За тридцать шесть часов Холлингзуэрт и Дисней, два человека, жаждавшие привести американцев в Берлин, были выведены из строя.
В час пятнадцать дня 12 апреля, примерно в то время, когда головные танки 5-й бронетанковой дивизии входили в Тангермюнде, президент Франклин Делано Рузвельт умер за своим письменным столом в Уорм-Спрингс.
Художник, работавший над его портретом, увидел, как президент приложил руку ко лбу, и услышал жалобу на головную боль. Вскоре Рузвельт был мертв. На его письменном столе лежал номер ежедневной утренней газеты «Атланта конститьюшн» с огромным заголовком: «9-е – 57 миль до БЕРЛИНА».

================================

» Что нужно сделать:
[1] Какой заголовок был у номера «Атланта конститьюшн» на письменном столе Рузвельта, согласно отрывку о смерти Рузвельта?
[2] Продолжите отрывок о смерти Рузвельта, начав сразу после его последнего предложения.

================================

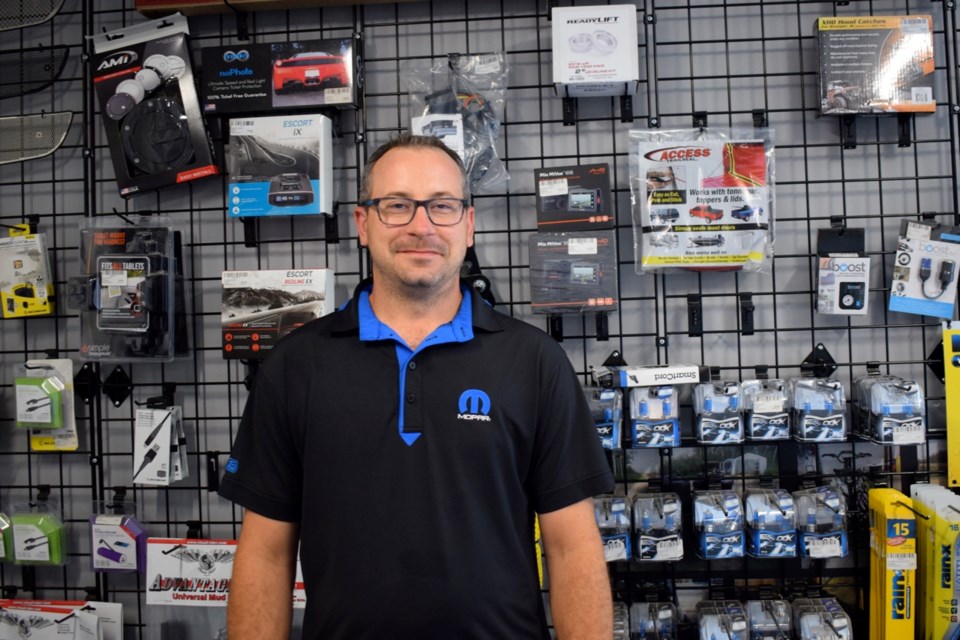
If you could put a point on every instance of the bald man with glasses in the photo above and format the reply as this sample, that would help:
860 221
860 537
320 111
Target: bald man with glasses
405 442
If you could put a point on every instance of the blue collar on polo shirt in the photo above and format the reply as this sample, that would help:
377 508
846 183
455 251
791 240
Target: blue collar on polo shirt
459 329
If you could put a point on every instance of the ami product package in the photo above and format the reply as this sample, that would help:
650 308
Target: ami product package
144 84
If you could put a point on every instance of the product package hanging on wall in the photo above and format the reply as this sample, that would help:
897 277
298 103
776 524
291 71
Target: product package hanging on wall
459 99
130 302
143 79
45 404
26 288
39 534
925 269
703 199
118 540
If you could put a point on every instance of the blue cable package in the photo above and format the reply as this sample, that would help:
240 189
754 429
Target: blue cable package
718 518
821 523
717 406
614 521
765 410
657 521
771 517
722 620
606 407
653 621
654 417
769 619
818 410
889 410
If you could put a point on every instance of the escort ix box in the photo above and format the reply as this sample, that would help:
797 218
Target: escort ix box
876 64
260 307
280 166
256 78
144 85
595 50
575 198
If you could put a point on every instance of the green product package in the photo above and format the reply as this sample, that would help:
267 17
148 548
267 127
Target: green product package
6 539
39 402
39 537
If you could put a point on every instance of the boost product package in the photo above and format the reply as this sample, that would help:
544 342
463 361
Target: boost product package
595 50
144 83
25 285
574 198
925 269
260 307
130 294
703 199
256 78
876 64
280 166
573 272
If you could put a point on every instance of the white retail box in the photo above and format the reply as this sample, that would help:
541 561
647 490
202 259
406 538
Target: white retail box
595 50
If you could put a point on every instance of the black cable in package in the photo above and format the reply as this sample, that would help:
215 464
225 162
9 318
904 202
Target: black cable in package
460 100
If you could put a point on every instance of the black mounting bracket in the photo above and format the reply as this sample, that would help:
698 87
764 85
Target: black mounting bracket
117 386
819 362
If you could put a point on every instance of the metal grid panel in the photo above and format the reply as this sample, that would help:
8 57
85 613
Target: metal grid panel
724 58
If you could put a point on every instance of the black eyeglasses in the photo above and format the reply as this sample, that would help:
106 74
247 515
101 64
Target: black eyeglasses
397 212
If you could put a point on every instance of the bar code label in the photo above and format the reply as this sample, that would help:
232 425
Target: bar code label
582 246
901 561
823 547
921 94
914 25
338 95
908 434
670 550
553 187
241 127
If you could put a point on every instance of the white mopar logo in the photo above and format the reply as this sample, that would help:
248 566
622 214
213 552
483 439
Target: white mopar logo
474 405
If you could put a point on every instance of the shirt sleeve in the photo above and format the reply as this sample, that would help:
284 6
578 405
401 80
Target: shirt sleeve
265 470
569 462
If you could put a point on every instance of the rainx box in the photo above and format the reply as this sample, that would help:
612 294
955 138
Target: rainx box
144 85
258 78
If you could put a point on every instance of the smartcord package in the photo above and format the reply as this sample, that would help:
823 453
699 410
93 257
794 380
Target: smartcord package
573 272
574 198
255 78
145 87
876 64
703 199
595 50
280 166
130 296
925 270
260 307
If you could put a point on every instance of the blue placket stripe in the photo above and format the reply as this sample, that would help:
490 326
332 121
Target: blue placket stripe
460 329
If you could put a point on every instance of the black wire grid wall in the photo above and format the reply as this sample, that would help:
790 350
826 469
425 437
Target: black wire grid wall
726 61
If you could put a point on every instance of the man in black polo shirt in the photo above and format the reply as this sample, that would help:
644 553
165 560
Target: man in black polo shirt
406 441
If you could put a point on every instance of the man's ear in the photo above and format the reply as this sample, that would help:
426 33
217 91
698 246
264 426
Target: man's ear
360 218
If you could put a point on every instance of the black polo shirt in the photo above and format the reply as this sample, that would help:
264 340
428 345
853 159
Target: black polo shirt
415 474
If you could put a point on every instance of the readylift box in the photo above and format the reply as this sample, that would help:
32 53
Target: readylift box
145 87
280 166
595 50
256 78
876 64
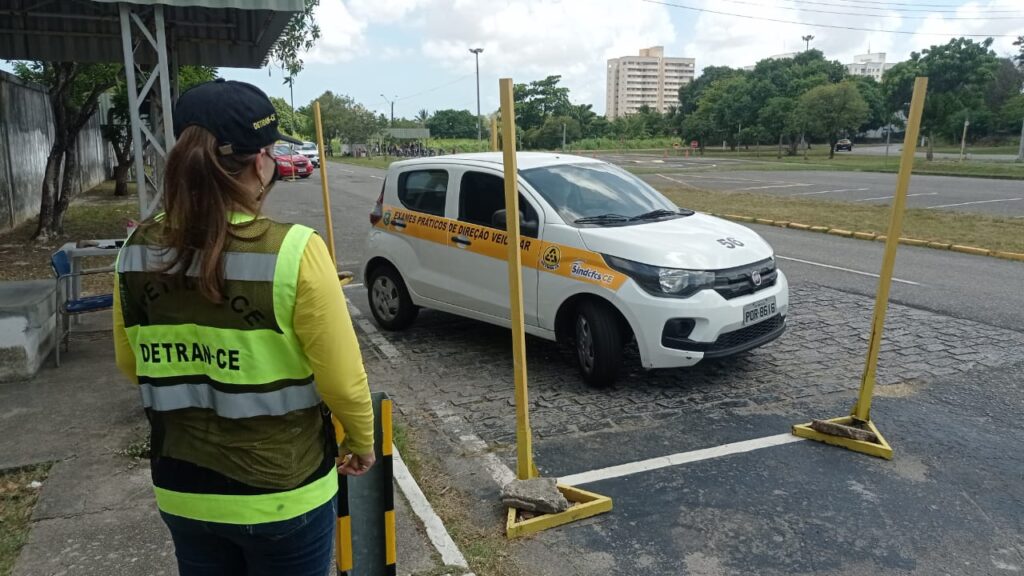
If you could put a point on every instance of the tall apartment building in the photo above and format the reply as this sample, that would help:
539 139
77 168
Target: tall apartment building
649 79
872 64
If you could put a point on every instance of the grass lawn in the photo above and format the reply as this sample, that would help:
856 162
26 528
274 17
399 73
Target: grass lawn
16 500
381 162
96 214
817 159
934 225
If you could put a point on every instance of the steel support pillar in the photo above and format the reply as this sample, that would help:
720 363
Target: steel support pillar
143 36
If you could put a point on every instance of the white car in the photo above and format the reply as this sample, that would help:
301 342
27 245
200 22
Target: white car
606 258
309 151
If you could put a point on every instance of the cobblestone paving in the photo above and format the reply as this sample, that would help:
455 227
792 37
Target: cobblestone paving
466 367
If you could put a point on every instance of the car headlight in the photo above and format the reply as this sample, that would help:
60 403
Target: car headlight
659 281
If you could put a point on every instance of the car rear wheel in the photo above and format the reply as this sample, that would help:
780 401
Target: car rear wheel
389 300
598 343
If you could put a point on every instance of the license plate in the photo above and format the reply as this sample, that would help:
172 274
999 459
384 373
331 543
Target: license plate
761 310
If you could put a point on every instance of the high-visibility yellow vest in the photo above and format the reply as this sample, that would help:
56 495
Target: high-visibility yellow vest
240 435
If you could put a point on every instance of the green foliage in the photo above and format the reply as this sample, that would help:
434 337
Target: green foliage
453 124
832 110
300 36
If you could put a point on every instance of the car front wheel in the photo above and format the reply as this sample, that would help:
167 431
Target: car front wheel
389 300
598 342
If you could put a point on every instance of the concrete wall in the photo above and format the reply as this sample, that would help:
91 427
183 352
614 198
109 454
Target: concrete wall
26 135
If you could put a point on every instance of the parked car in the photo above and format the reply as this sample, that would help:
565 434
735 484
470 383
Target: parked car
606 258
310 152
291 163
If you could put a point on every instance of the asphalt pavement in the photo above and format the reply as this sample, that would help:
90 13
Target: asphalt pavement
982 196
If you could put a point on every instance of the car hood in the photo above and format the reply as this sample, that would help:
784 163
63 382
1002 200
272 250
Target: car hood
690 242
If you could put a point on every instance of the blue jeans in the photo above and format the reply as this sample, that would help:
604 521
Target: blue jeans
300 546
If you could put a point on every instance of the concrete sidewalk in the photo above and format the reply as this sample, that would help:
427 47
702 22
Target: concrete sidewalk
96 515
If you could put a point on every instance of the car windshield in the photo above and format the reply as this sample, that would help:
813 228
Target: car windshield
599 194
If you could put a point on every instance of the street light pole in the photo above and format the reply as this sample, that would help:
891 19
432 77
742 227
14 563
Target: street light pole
479 127
390 101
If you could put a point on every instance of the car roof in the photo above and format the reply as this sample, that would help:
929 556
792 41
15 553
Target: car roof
524 160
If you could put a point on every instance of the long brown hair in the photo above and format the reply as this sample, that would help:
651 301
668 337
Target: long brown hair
200 188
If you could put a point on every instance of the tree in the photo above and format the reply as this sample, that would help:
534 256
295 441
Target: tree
834 109
300 36
453 124
74 93
958 74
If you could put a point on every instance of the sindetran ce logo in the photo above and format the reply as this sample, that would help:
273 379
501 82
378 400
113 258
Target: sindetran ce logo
552 256
581 270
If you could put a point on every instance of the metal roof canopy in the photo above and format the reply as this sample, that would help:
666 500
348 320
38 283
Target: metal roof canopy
160 35
218 33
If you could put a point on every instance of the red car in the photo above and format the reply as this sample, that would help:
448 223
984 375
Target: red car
291 163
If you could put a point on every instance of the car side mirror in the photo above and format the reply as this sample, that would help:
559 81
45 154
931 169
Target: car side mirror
500 221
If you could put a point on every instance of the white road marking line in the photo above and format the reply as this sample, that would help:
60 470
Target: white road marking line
680 458
891 197
851 271
436 533
677 181
772 186
978 202
832 191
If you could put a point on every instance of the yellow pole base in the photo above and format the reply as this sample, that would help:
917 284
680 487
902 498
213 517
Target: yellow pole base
585 504
882 449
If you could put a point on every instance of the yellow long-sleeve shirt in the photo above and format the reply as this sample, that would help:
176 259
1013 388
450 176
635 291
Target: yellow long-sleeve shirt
325 330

================================

» Ответы по порядку:
[1] «9-е – 57 миль до БЕРЛИНА».

[2]
Только почти через двадцать четыре часа слухи о смерти президента начали просачиваться в войска, стоявшие на передовой. Майор Алси Петерс из 84-й дивизии услышал эту новость от немца. Когда его часть пересекала железнодорожные пути около Варенхольца, к нему подошел пожилой сигнальщик и выразил соболезнование по поводу «столь ужасных новостей». Петерс испытал шок и недоверие, однако ему некогда было размышлять над тем, что он услышал: колонна шла к Эльбе и у него были другие неотложные дела. Подполковник Норман Карнз, командир батальона 333-го пехотного полка, шел по разбомбленному нефтяному промыслу к северу от Брунсвика, когда услышал о смерти ФДР. Он опечалился, но и его мысли были сосредоточены на работе. «Это был просто еще один кризис, – скажет он впоследствии. – Моей следующей целью был Виттинген, и я думал только об этом. Рузвельт, мертвый или живой, ничем сейчас не мог мне помочь». Капеллан Бен Роуз написал своей жене Анне: «Мы все сожалеем… но мы видели столько смертей, что большинство из нас знает, что даже Рузвельт не незаменим… Удивительно, как спокойно мы восприняли эту новость и говорили о ней».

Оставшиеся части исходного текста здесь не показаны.